Consegna –
Secondo il testo sulla paura del nulla, qual è l'unica certezza nella vita di un essere umano?

Testo di riferimento –
Passa ai contenuti principali

Paura

Il presente e la paura del nulla: quel silenzio che ci lascia senza parole


di Laura Maria Di Forti

Di cosa ho paura? Oh, beh, di tante cose, un po’ come tutti, d’altronde, ma soprattutto ho paura del nulla. Il nulla, parola strana, che indica la mancanza di qualcosa. E in effetti qualsiasi cosa è sicuramente meglio dell’assenza totale, o no? Si potrebbero aprire interi dibattiti e ad intervenire sarebbero filosofi, sociologi, psicologi e teologi.

Il nulla. Vengono i brividi solo a pronunciarla, questa parola! Voi direte: tu non hai fede. Ma io credo di averla, ce l’ho, anzi, ma forse non è abbastanza, ecco. Chi possiede la fede vera, quella che ti fa sentire perennemente dentro l’abbraccio di Dio, è fortunato e vive meglio, almeno io credo. Invece chi, come me, sente lontano un Dio che pure esiste, prova la sensazione di essere solo, in una valle che, come dice la nota preghiera mariana, è colma di lacrime.
E il dopo, quelli come me non se lo immaginano neanche, è come un grande punto interrogativo che mette soggezione, sicuramente perché la risposta è così difficile da trovare. Per tale motivo siamo così poco attratti dall’universo trascendentale e siamo invece ancorati al presente concreto e reale. Anche se talvolta dolente, ingrato o ingiusto, il presente è infatti l’unica cosa che conosciamo e, pertanto, preferiamo un’esistenza così perigliosa come è quella di ogni essere umano, piuttosto di concepire noi stessi in un’altra dimensione.
La morte fa paura a tutti, anche se è l’unica certezza nella vita di un essere umano. Tutto il resto, l’onore, la gloria, l’amore persino, e tutte le doti e i vizi, possono entrare o non entrare nella nostra vita, plasmarla o distruggerla, ma la morte, ahimè, ci coglie sempre, prima o poi.
E allora? Ci si distrae il più possibile. Si pensa, si scrive, si impara anche, si legge, si esce, ci si appassiona per un film o per un attore, si riempiono gli armadi di vestiti, borse, cianfrusaglie, si parla di tutto e si fanno viaggi, si sperimentano ricette nuove e si vede la televisione fino a sera tardi.
Ma poi, nel silenzio della nostra stanza, quando stesi sul letto cerchiamo di prendere sonno, allora gli interrogativi premono incalzanti, ingigantiti probabilmente dall’ora notturna, premono con forza e decisione, senza sosta, senza tentennamenti e con una costanza quasi maniacale. E la voragine della nostra paura ci ingoia nelle sue profondità.
Poi arriva il giorno, arriva la luce con il sole che, puntuale, si ripresenta ai nostri occhi, arriva la primavera che fa rinverdire i rami secchi e riporta tutto in vita dopo il lungo letargo invernale. Una continua girandola di giorni, mesi e stagioni e un vortice di anni che passano come treni nella notte.

Materiale presentato –
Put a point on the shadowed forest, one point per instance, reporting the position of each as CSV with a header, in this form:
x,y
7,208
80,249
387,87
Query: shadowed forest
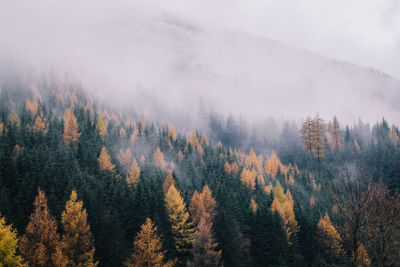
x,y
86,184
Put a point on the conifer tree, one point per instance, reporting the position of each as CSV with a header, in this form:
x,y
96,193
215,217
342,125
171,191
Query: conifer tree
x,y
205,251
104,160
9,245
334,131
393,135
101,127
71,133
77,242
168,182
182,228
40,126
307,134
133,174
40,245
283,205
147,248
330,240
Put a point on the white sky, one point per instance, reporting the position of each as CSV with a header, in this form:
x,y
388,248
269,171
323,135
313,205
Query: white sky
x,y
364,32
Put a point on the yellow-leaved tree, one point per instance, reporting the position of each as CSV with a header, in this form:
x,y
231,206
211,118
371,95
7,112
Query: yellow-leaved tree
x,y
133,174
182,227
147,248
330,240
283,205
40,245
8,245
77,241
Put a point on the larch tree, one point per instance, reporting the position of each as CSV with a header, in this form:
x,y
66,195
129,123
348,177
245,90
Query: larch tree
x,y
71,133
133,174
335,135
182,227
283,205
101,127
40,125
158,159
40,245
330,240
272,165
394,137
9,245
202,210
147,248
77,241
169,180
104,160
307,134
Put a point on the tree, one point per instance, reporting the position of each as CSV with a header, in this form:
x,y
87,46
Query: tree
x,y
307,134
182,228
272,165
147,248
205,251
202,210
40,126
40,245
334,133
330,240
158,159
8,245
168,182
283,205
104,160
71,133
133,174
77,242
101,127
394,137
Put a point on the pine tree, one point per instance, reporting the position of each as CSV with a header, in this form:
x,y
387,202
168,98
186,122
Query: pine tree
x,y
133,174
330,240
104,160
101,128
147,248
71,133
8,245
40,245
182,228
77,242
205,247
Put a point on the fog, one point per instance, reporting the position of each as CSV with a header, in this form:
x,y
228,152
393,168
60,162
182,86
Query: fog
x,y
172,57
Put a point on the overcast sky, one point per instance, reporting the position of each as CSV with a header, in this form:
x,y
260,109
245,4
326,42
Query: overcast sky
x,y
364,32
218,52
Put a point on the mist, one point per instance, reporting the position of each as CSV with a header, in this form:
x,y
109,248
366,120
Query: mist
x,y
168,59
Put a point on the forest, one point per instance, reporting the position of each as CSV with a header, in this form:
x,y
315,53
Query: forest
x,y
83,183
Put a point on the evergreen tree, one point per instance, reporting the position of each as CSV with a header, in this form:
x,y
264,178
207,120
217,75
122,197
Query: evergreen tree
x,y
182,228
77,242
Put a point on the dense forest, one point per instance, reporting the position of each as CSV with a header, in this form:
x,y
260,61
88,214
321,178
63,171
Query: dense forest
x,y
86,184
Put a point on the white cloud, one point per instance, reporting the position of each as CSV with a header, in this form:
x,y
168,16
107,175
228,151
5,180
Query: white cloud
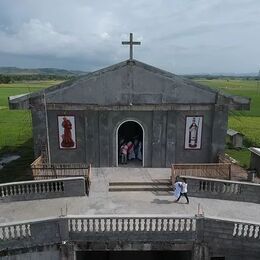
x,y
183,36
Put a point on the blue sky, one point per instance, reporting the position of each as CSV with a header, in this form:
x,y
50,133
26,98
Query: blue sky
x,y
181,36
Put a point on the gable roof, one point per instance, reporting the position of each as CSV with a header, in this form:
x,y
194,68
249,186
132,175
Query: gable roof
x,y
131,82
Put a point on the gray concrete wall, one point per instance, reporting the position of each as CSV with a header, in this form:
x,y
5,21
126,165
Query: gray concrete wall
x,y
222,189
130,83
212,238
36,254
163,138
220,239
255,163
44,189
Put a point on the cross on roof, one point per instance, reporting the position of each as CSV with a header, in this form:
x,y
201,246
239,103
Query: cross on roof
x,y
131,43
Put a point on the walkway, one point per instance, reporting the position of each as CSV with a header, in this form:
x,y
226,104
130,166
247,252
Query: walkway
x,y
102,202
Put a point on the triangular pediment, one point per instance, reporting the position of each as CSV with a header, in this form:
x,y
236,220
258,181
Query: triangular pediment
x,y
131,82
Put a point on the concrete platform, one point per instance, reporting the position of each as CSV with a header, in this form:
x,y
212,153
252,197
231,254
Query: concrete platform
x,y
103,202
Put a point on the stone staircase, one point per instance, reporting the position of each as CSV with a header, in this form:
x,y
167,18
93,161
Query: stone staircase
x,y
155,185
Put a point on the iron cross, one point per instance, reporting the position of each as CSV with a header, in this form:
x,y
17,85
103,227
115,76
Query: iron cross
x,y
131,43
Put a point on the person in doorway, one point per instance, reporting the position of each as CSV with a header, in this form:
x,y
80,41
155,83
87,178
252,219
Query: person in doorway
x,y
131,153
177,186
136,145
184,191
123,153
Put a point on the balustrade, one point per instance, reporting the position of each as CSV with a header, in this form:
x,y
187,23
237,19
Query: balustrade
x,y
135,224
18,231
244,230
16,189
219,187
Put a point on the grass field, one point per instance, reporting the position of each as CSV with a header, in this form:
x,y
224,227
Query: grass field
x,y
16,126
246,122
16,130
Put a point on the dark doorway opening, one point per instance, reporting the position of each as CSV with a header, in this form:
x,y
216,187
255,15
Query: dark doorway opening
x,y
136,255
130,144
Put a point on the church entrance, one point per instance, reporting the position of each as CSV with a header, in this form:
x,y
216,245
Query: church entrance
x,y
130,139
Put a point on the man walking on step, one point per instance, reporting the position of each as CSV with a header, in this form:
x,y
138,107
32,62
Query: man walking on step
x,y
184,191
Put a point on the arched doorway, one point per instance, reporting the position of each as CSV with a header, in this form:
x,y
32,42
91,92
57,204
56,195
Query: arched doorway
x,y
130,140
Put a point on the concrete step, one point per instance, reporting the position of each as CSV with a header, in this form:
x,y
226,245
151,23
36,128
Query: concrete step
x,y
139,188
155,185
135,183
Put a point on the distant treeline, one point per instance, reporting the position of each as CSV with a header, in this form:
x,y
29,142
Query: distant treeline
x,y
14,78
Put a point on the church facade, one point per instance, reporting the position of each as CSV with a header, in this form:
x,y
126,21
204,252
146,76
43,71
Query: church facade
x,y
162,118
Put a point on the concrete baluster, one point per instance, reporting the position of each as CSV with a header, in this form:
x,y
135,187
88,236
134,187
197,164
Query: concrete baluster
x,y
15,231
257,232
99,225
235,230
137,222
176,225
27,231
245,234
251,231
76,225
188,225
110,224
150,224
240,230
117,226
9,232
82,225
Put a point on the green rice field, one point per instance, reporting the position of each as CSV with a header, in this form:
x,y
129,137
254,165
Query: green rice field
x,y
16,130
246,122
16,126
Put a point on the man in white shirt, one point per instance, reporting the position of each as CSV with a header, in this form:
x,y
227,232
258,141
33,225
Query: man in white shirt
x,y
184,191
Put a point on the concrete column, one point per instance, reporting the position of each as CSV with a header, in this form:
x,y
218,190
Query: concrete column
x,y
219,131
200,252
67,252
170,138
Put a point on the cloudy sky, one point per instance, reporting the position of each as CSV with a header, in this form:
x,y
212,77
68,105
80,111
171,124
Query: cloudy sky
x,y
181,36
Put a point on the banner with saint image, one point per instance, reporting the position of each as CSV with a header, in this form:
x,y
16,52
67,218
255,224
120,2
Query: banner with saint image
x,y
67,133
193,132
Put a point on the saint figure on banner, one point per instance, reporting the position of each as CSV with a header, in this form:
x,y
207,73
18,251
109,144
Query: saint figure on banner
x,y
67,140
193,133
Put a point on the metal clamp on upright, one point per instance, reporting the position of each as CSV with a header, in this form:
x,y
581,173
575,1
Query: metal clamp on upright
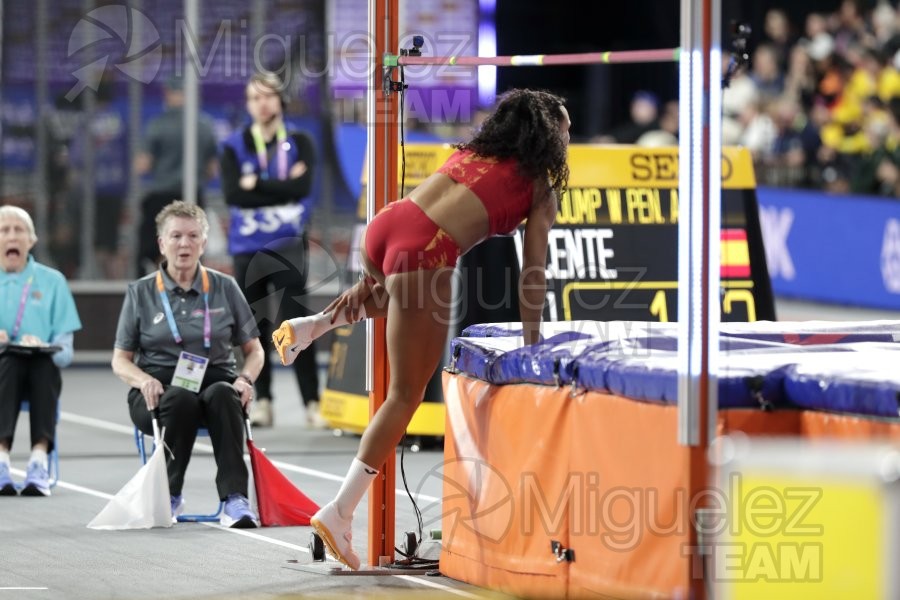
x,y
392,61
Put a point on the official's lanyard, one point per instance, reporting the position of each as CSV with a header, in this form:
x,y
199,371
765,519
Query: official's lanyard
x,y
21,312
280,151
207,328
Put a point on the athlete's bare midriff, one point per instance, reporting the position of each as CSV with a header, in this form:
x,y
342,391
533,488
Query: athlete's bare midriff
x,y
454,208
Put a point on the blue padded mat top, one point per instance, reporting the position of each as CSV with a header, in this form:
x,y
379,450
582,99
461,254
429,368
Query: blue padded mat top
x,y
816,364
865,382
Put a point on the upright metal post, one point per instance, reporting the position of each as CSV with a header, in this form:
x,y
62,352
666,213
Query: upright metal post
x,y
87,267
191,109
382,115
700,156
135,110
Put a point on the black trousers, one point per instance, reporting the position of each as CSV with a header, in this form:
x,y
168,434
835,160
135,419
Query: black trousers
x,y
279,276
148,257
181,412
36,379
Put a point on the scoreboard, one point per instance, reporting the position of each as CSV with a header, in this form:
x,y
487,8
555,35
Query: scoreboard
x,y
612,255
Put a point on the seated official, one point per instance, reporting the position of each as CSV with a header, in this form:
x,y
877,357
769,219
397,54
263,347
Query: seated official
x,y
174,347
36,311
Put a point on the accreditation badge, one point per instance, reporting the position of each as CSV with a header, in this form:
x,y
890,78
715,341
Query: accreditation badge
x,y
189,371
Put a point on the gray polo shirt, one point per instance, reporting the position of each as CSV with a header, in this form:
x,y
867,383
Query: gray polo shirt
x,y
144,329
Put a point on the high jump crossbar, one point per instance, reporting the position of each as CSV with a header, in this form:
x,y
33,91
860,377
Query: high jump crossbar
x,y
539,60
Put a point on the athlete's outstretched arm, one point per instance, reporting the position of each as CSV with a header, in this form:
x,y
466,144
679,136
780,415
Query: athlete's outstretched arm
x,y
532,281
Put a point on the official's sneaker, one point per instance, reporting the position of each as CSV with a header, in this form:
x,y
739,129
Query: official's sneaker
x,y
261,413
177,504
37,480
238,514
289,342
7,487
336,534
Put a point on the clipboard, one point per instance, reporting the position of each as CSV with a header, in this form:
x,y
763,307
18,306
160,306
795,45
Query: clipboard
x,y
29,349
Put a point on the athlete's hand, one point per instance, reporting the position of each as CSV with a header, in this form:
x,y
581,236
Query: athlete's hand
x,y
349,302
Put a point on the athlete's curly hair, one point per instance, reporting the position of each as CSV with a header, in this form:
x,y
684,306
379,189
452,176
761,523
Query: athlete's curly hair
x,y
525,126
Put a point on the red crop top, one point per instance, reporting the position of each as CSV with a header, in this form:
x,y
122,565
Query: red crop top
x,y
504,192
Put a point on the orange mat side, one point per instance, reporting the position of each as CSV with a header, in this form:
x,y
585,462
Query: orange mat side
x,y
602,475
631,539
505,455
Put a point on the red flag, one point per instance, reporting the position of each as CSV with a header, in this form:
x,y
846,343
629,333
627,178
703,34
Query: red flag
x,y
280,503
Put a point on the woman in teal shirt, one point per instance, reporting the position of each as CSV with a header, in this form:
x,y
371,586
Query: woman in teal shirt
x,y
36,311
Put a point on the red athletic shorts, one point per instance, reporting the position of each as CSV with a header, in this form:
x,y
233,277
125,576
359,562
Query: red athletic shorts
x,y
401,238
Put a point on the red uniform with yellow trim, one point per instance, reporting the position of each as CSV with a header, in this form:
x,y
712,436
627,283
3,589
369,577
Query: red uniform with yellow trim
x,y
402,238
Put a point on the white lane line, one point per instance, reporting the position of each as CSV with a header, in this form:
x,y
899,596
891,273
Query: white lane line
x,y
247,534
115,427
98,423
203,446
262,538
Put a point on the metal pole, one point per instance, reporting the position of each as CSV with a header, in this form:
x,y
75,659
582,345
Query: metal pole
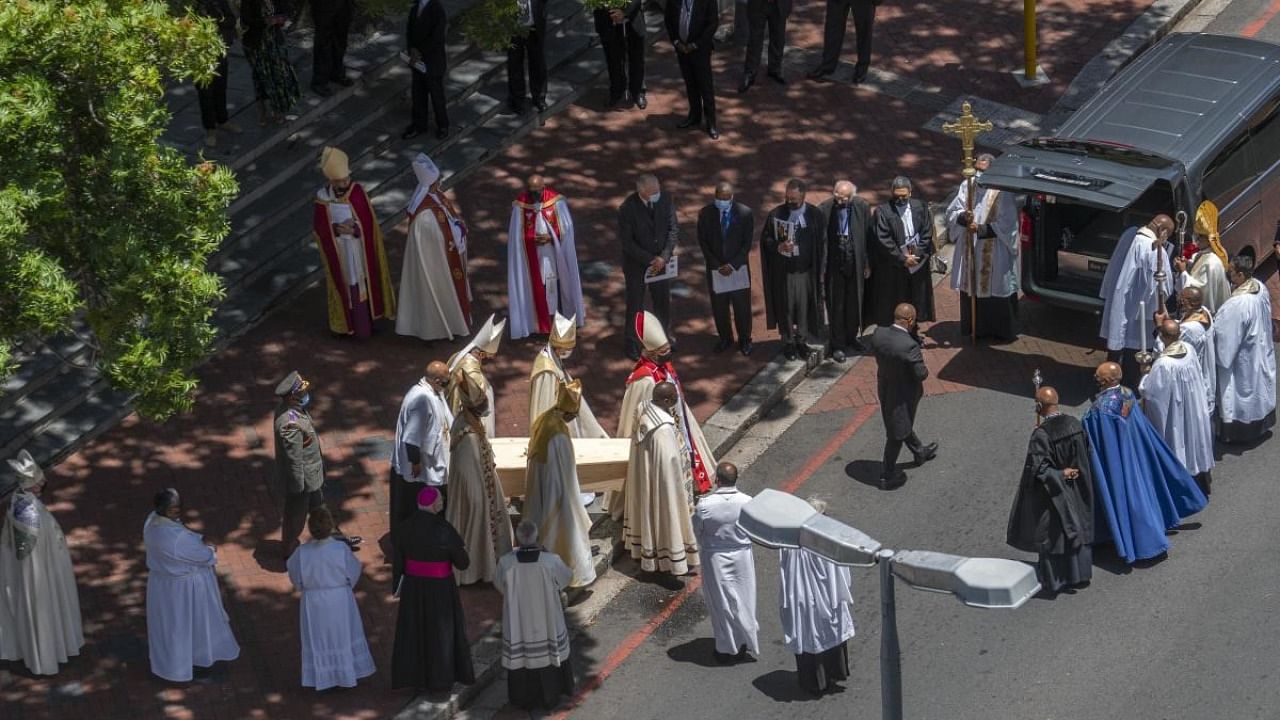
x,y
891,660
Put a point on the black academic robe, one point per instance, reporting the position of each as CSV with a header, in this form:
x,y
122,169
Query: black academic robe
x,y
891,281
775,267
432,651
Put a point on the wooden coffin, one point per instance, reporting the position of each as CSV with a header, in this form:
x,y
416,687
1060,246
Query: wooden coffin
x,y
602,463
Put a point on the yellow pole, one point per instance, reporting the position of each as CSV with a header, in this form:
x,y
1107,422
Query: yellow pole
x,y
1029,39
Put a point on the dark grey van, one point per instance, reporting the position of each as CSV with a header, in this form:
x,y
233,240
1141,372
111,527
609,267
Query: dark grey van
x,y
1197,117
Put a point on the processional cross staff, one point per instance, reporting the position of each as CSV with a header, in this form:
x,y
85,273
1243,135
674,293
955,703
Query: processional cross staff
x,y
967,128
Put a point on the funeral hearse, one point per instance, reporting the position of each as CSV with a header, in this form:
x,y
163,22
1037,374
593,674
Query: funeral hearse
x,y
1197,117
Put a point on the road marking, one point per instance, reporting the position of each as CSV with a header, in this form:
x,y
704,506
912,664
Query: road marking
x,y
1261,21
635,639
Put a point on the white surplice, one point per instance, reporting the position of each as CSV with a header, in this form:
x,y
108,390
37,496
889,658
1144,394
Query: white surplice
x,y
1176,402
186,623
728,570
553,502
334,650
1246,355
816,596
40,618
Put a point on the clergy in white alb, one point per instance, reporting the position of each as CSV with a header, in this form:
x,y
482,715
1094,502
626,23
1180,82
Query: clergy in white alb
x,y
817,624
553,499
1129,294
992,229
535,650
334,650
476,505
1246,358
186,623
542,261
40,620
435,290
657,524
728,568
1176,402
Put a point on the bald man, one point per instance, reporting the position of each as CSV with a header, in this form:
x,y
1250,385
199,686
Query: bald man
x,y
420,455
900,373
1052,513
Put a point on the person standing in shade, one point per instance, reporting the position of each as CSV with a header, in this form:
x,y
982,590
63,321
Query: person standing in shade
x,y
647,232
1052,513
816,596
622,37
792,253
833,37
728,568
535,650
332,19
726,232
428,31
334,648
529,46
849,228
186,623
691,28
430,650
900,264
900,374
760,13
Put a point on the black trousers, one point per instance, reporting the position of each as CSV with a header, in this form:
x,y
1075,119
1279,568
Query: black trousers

Risposta –
La morte.